TransSulteng-Dr. Intje Yusuf, S.Sos.,MPWP Kontrak sosial pada dasarnya adalah kesepakatan bersama untuk hidup dalam aturan yang disetujui demi kebaikan kolektif.
Rousseau dalam The Social Contract menulis, “Man is born free, and everywhere he is in chains, Artinya, kebebasan individu dibatasi oleh aturan bersama yang justru memberi ruang bagi kehidupan sosial yang lebih adil.
Di Indonesia, kontrak sosial bukan sekadar teks konstitusi, melainkan nilai yang mengikat interaksi antara pemerintah dan rakyat.
Komunikasi publik adalah penopang agar kontrak sosial tetap berjalan. Habermas menekankan pentingnya _public sphere_ sebagai ruang dialog kritis antara pemerintah dan warga. Tanpa keterbukaan informasi, masyarakat kehilangan rasa percaya. Transparansi bukan sekadar kewajiban formal, tetapi kebutuhan untuk memperkuat legitimasi kekuasaan di mata rakyat.
Komunikasi publik sejati adalah dialog, bukan monolog. Pemerintah perlu lebih banyak mendengar, bukan hanya berbicara. Dalam demokrasi modern, aspirasi masyarakat adalah energi. Jika suara warga diabaikan, kontrak sosial perlahan kehilangan maknanya. Oleh karena itu, keterlibatan publik dalam perumusan kebijakan harus dipandang sebagai bagian dari kontrak sosial yang hidup.

—————

PETUNJUK>
1/ Tuliskan kembali persis bagian tulisan tentang kontrak sosial di atas yang berada di antara "Rousseau dalam The" dan "yang lebih adil.", kedua ujungnya ikut disertakan.
2/ Teruskan tulisan tentang kontrak sosial di atas, dimulai tepat setelah kalimat terakhirnya.

—————

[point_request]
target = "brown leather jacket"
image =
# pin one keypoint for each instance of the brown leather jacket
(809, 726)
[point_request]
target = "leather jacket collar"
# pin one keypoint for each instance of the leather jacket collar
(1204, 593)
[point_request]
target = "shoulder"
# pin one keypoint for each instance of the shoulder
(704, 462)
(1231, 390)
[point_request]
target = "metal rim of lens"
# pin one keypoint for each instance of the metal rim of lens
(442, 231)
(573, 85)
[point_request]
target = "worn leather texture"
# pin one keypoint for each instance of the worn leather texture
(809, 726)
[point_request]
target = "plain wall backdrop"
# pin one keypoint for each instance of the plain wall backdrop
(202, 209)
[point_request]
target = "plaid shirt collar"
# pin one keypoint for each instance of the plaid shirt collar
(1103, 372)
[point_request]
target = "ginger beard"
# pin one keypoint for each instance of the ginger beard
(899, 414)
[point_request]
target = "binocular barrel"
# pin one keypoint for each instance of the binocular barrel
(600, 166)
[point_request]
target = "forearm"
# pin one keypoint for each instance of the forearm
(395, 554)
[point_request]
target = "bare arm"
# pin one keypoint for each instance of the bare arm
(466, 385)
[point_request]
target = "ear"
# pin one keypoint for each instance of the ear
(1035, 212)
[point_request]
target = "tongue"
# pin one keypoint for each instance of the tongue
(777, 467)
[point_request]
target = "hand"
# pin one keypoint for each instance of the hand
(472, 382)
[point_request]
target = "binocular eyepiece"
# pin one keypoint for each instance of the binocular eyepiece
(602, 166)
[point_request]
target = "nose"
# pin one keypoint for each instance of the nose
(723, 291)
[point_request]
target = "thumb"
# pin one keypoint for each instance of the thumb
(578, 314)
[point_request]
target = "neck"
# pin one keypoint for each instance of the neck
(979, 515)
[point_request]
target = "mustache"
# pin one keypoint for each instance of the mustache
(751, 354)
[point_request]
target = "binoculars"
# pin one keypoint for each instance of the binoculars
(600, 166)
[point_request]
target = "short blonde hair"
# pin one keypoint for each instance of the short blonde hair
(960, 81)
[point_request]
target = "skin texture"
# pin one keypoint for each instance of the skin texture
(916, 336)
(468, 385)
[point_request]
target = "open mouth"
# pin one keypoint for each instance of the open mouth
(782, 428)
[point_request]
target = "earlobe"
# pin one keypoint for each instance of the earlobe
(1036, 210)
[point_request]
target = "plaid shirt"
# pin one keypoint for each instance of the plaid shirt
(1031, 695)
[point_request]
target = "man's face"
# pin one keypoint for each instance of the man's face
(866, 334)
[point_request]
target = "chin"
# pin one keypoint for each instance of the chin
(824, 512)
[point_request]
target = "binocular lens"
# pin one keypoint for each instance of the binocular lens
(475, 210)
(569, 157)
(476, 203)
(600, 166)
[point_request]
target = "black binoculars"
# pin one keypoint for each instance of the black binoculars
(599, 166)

—————

JAWABAN YANG DIHARAPKAN>
1/
Rousseau dalam The Social Contract menulis, “Man is born free, and everywhere he is in chains, Artinya, kebebasan individu dibatasi oleh aturan bersama yang justru memberi ruang bagi kehidupan sosial yang lebih adil.

2/
Ansell & Gash (2007) menekankan, “_collaborative governance requires trust-building and shared responsibility_.” Kolaborasi lahir dari komunikasi publik yang sehat. Ketika ada rasa saling percaya, maka pemerintah, swasta, komunitas, dan individu bisa bekerja sama menyelesaikan persoalan bersama. Kolaborasi sosial adalah bukti nyata kontrak sosial dijalankan dalam praktik sehari-hari.
Dalam konteks potret Indonesia, kolaborasi sosial semakin relevan. Pemerintah tidak bisa sendirian menghadapi krisis iklim, pandemi, atau transformasi digital. Kolaborasi dengan masyarakat sipil, akademisi, dan sektor bisnis adalah jalan keluar. Seperti kata Bung Karno, “Gotong royong adalah jiwa bangsa kita.” Inilah kolaborasi sosial dalam wujud paling otentik.
Era digital menghadirkan peluang sekaligus tantangan. Media sosial bisa menjadi ruang partisipasi, tetapi juga ladang polarisasi dan hoaks. Jika dibiarkan, kualitas dialog publik merosot dan kontrak sosial melemah. Maka, literasi digital dan etika komunikasi menjadi fondasi baru agar ruang publik digital tetap sehat.
Untuk memperkuat kontrak sosial, kita perlu membangun budaya keterbukaan. Pemerintah harus transparan, masyarakat harus kritis namun solutif, dan media harus menjadi penghubung informasi yang adil. Budaya keterbukaan inilah yang akan mencegah jurang komunikasi dan memperkuat kepercayaan sosial.
Kontrak sosial, komunikasi publik, dan kolaborasi sosial adalah tiga pilar yang tak bisa dipisahkan. Jika dijalankan bersama, kita akan memiliki masyarakat yang lebih adil, solid, dan tangguh menghadapi tantangan zaman.
Di era digital, tantangan besar justru bisa menjadi peluang besar bila kita bersatu dalam semangat dialog dan kolaborasi.-Palu, Agustus 2025 – Penulis adalah ASN di Dinas Komunikasi, Informatika, Persandian dan Statistik Provinsi Sulawesi Tengah.